# [Tindakan yang Diperlukan]
1) Menurut teks tentang bantuan sosial dan kemiskinan, berapa besaran bansos per bulan?
2) Salin tanpa perubahan bagian teks tentang bantuan sosial dan kemiskinan, dimulai dari kata-kata yang memuat "Terlebih, besaran bansos" dan diakhiri setelah "data penerima bantuan).".
3) Teruskan teks tentang bantuan sosial dan pengentasan kemiskinan mulai dari kalimat terakhirnya.

# [Teks yang Disediakan]
■ ■ ■ ■ ■ ■ ■
Terlebih, besaran bansos yang hanya Rp 200.000 sampai Rp 600.000 per bulan tidak akan cukup untuk mengangkat masyarakat miskin untuk naik kelas ke atas garis kemiskinan. Belum lagi perseoalan pendataan yang belum memadai sehingga masih banyak ditemukan exclusion error (orang miskin yang tidak masuk dalam data penerima bantuan) dan inclusion error (orang mampu yang justru masuk ke dalam data penerima bantuan).
”Di negara lain, bantuan itu bahkan sampai sebesar upah minimum agar living cost bisa terpenuhi dan masyarakat bisa menabung atau bikin usaha. Kita hanya Rp 200.000 untuk sangat sedikit bisa menutupi living cost. Di sisi lain, kemampuan fiskal kita juga tidak mungkin bisa sampai sebesar itu,” papar Esther.
Baca juga: Menanti Pemerintah Buka-bukaan Data Kemiskinan yang Sebenarnya
Alih-alih sekadar bansos yang sifatnya konsumtif, kebijakan intervensi untuk pengentasan warga dari kemiskinan semestinya juga bersifat produktif. Perlu ada kebijakan nasional yang sifatnya komprehensif dan terkoordinasi, lengkap dengan dukungan anggaran yang kuat, untuk memperbaiki kualitas sumber daya manusia (SDM).
Menurut Esther, secara teoretis, jika ingin kesejahteraan masyarakat tumbuh dan pertumbuhan ekonomi berkualitas, SDM harus ditingkatkan kualitasnya. Mereka mesti dibekali modal serta kemampuan untuk menguasai teknologi dan meningkatkan kapasitas diri agar bisa terserap di pasar kerja.
■ ■ ■ ■ ■ ■ ■
# [Data yang Ditampilkan]
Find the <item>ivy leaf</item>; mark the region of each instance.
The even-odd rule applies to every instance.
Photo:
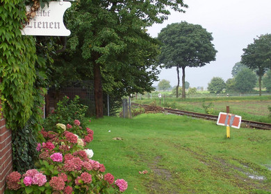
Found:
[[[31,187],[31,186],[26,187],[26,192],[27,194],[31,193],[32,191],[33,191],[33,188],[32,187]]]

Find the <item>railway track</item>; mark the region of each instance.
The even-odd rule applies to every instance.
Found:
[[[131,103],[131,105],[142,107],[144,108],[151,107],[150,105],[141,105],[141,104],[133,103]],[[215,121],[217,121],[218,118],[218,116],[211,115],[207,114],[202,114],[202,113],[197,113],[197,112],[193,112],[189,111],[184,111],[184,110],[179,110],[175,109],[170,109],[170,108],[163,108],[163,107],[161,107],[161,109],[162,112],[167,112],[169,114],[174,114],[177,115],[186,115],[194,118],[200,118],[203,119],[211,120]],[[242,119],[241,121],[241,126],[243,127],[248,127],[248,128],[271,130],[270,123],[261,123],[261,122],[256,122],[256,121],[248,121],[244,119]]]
■ ■ ■ ■ ■ ■ ■
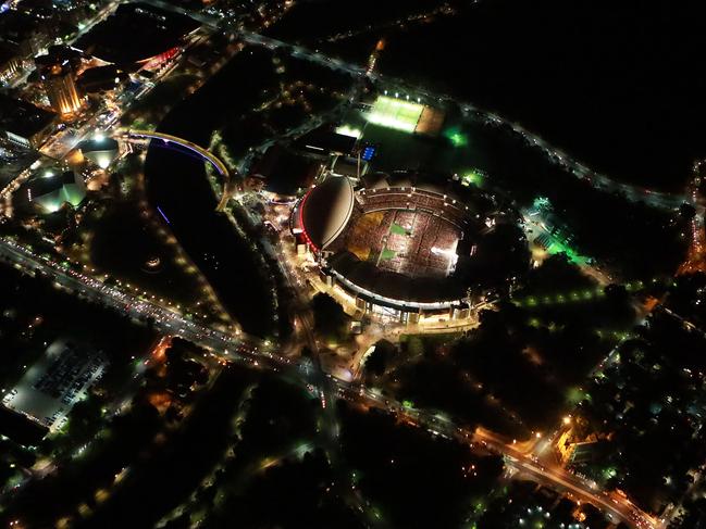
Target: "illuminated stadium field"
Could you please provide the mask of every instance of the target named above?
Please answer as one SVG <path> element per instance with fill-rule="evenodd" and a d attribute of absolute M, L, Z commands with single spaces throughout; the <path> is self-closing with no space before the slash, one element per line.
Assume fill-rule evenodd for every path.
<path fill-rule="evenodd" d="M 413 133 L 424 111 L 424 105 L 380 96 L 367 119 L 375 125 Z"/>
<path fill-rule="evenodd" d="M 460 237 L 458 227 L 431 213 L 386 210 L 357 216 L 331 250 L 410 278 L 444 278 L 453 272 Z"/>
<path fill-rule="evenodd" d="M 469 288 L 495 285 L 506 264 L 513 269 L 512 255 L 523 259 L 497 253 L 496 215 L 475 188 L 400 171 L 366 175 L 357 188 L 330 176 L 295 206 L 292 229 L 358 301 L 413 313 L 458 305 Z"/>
■ ■ ■ ■ ■ ■ ■
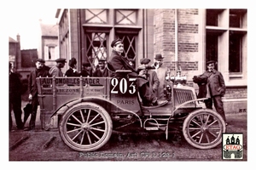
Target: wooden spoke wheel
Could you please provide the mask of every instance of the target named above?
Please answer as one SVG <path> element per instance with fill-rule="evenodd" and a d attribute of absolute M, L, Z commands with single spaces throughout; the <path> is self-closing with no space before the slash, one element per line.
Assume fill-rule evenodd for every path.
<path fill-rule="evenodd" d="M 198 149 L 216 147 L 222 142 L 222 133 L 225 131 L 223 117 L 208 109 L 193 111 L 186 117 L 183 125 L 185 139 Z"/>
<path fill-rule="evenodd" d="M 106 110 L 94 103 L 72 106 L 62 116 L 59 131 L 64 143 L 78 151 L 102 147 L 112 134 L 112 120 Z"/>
■ ■ ■ ■ ■ ■ ■
# [Jawaban]
1) Rp 200.000 sampai Rp 600.000 per bulan.

2)
Terlebih, besaran bansos yang hanya Rp 200.000 sampai Rp 600.000 per bulan tidak akan cukup untuk mengangkat masyarakat miskin untuk naik kelas ke atas garis kemiskinan. Belum lagi perseoalan pendataan yang belum memadai sehingga masih banyak ditemukan exclusion error (orang miskin yang tidak masuk dalam data penerima bantuan) dan inclusion error (orang mampu yang justru masuk ke dalam data penerima bantuan).

3)
Ia menyayangkan fokus kebijakan politik anggaran pemerintah yang belum cukup akomodatif untuk mengatasi hal tersebut. Upaya pembangunan kualitas SDM masih cenderung berupa jargon yang belum diiringi peta jalan kebijakan yang komprehensif. Kebijakan masih lebih fokus pada anggaran konsumtif, seperti bansos.
Pemerintahan berikutnya, seperti tampak dari program unggulan pasangan calon Prabowo Subianto-Gibran Rakabuming Raka yang saat ini unggul di berbagai hasil hitung cepat, justru berpotensi mengalokasikan anggaran besar untuk program konsumtif baru, seperti makan siang gratis.
Program penanggulangan kemiskinan ke depan perlu bersifat lebih fleksibel.
Meski perbaikan gizi masyarakat dibutuhkan, program tersebut dinilai masih problematik dari segi mekanisme penyaluran, kecukupan anggaran, serta potensi dampak penggandanya (multiplier effect) ke masyarakat.
”Kalau masyarakat kita tidak dipintarkan, hanya terus diberi bantuan sosial yang tidak seberapa, mereka tidak akan bisa naik kelas. Angka kemiskinan, ya, akan tetap begini-begini saja. Kalaupun turun, hanya di kisaran 1 persen, tidak signifikan. Untuk menutupi biaya hidup sehari-hari pun bansos hanya bisa meng-cover beberapa waktu saja,” tuturnya.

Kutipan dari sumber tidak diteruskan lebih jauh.